◆ **WHAT YOU SHOULD DO**
In the entries that follow, identify the line containing "Can you spot the wooden" and return it together with all later lines, exactly as they appear.

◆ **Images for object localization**
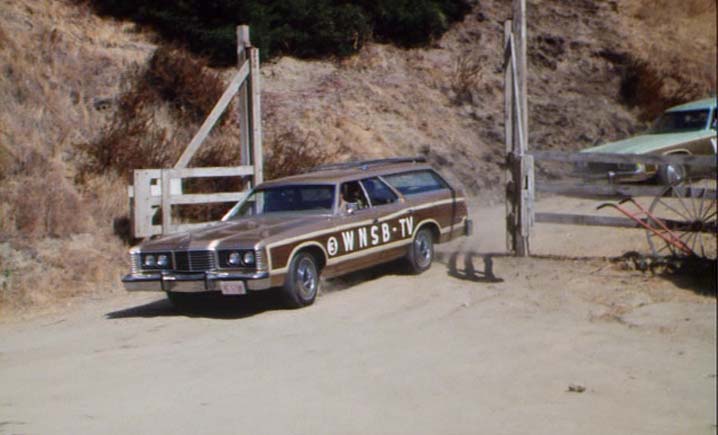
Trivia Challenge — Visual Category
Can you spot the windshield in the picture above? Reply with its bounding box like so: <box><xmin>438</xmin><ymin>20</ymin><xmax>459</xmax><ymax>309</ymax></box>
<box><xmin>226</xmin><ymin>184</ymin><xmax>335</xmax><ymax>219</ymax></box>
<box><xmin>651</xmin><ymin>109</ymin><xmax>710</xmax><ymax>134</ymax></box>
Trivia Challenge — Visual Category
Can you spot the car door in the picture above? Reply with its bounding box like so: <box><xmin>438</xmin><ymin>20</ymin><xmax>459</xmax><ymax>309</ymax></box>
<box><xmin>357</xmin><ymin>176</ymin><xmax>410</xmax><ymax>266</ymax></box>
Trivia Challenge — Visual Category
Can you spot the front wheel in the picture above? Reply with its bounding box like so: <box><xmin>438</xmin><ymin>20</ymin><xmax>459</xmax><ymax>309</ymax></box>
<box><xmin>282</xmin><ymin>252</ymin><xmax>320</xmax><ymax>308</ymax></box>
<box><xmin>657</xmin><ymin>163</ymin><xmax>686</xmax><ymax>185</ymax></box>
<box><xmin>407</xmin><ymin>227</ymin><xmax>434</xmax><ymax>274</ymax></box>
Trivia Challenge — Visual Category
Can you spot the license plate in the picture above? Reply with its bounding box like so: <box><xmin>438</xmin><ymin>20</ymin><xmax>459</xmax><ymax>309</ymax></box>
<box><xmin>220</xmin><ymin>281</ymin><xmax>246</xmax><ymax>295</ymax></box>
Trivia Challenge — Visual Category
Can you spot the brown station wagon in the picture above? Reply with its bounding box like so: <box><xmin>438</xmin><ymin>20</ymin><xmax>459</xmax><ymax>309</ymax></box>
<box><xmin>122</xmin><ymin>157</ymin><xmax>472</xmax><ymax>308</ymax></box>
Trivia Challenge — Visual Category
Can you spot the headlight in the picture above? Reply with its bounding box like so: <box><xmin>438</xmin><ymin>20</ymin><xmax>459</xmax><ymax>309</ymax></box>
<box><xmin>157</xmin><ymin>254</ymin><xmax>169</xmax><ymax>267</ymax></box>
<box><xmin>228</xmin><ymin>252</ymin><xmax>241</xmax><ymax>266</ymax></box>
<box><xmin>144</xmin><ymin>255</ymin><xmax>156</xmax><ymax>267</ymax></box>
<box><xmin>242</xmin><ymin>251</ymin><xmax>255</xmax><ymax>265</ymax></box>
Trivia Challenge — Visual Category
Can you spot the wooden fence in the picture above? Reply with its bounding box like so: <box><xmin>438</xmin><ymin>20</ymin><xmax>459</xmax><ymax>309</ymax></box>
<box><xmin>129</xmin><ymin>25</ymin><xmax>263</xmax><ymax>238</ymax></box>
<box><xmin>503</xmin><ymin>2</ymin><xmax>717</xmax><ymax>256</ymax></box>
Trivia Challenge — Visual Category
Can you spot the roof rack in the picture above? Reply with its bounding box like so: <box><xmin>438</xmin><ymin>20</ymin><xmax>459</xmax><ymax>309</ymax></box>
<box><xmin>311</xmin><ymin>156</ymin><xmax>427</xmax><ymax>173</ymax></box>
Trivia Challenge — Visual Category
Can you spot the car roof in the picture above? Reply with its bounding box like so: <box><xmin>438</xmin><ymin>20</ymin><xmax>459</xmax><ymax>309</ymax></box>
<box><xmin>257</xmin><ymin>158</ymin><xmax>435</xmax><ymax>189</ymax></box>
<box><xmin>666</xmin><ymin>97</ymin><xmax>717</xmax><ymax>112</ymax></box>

◆ **RESULT BELOW**
Can you spot the wooden fence in the picture above? Reply with its bounding box like so: <box><xmin>438</xmin><ymin>20</ymin><xmax>459</xmax><ymax>309</ymax></box>
<box><xmin>129</xmin><ymin>25</ymin><xmax>263</xmax><ymax>238</ymax></box>
<box><xmin>503</xmin><ymin>2</ymin><xmax>717</xmax><ymax>256</ymax></box>
Trivia Challenge — Visual Category
Can you spot the roof rack in the picture above? Reply with its bounding box like so: <box><xmin>438</xmin><ymin>20</ymin><xmax>459</xmax><ymax>309</ymax></box>
<box><xmin>311</xmin><ymin>156</ymin><xmax>427</xmax><ymax>173</ymax></box>
Trivia Challenge — Visual Category
Can you spot the car roof in the picture above? Reply with its bounding box like so: <box><xmin>438</xmin><ymin>20</ymin><xmax>459</xmax><ymax>309</ymax></box>
<box><xmin>257</xmin><ymin>158</ymin><xmax>435</xmax><ymax>189</ymax></box>
<box><xmin>666</xmin><ymin>97</ymin><xmax>717</xmax><ymax>112</ymax></box>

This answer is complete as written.